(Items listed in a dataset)
****************

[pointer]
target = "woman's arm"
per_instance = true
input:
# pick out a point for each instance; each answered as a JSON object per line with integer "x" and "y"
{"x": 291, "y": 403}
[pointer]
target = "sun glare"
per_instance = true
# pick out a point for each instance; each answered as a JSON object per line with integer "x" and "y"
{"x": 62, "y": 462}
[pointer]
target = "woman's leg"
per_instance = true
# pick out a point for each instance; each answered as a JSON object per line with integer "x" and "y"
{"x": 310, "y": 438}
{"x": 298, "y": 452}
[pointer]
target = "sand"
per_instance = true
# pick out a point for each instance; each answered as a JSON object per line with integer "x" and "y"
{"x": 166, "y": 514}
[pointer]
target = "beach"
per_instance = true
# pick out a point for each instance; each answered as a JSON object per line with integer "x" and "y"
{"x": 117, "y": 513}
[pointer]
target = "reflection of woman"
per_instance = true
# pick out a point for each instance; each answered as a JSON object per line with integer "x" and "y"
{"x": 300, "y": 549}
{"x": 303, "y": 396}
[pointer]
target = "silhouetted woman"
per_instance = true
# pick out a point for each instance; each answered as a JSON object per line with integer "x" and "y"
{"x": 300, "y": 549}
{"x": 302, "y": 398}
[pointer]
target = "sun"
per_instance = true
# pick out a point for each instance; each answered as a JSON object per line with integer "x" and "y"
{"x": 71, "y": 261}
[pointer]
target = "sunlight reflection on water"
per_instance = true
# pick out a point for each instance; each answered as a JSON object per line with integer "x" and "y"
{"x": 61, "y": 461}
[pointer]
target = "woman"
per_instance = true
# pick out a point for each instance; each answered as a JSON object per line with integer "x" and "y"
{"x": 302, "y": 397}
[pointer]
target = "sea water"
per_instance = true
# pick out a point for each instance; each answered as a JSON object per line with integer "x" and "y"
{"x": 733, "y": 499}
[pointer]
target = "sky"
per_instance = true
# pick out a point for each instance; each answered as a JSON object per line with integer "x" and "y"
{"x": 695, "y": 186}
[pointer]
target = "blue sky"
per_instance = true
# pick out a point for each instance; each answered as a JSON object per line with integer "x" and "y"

****************

What is expected: Copy all the records above precisely.

Exercise output:
[pointer]
target = "woman's arm"
per_instance = true
input:
# pick out a point for each instance; each answered as a JSON object per line with integer "x" and "y"
{"x": 291, "y": 403}
[pointer]
target = "sun glare"
per_instance = true
# pick out a point for each instance; each answered as a JSON object per line with integer "x" and "y"
{"x": 62, "y": 462}
[pointer]
target = "woman's leg"
per_instance = true
# pick out a point for each instance; each answered as a JSON object per line with integer "x" and "y"
{"x": 310, "y": 438}
{"x": 298, "y": 452}
[pointer]
target = "sand"
per_instance = true
# pick out a point for each instance; each answered as a JSON object per line with integer "x" and "y"
{"x": 166, "y": 514}
[pointer]
target = "beach"
per_instance = true
# pick out a point for each instance; each answered as a JSON object per line with integer "x" and "y"
{"x": 117, "y": 513}
[pointer]
target = "reflection of woman"
per_instance = true
# pick out a point for each instance; each answered as a JSON object per line with integer "x" and "y"
{"x": 300, "y": 549}
{"x": 303, "y": 396}
[pointer]
target = "silhouetted woman"
per_instance = true
# pick out a point for each instance; each answered as a JSON object per line with integer "x" and "y"
{"x": 300, "y": 549}
{"x": 302, "y": 398}
[pointer]
target = "sun"
per_instance = true
# pick out a point for each instance; each answered as a JSON object per line with integer "x" and "y"
{"x": 71, "y": 261}
[pointer]
target = "sunlight reflection on water"
per_instance = true
# pick out a point for each instance; each answered as a JSON object per line with integer "x" and "y"
{"x": 61, "y": 461}
[pointer]
target = "woman"
per_instance = true
# pick out a point for each instance; each answered as a JSON object per line with integer "x" and "y"
{"x": 302, "y": 397}
[pointer]
target = "sea water"
per_instance = true
# pick out a point for each instance; each answered as a JSON object per line with integer "x" and "y"
{"x": 733, "y": 499}
[pointer]
target = "sky"
per_instance = true
# pick out a point for each instance; each answered as a JSON object per line with integer "x" and "y"
{"x": 695, "y": 186}
[pointer]
target = "blue sky"
per_instance = true
# pick out a point for each instance; each answered as a JSON object per line with integer "x" and "y"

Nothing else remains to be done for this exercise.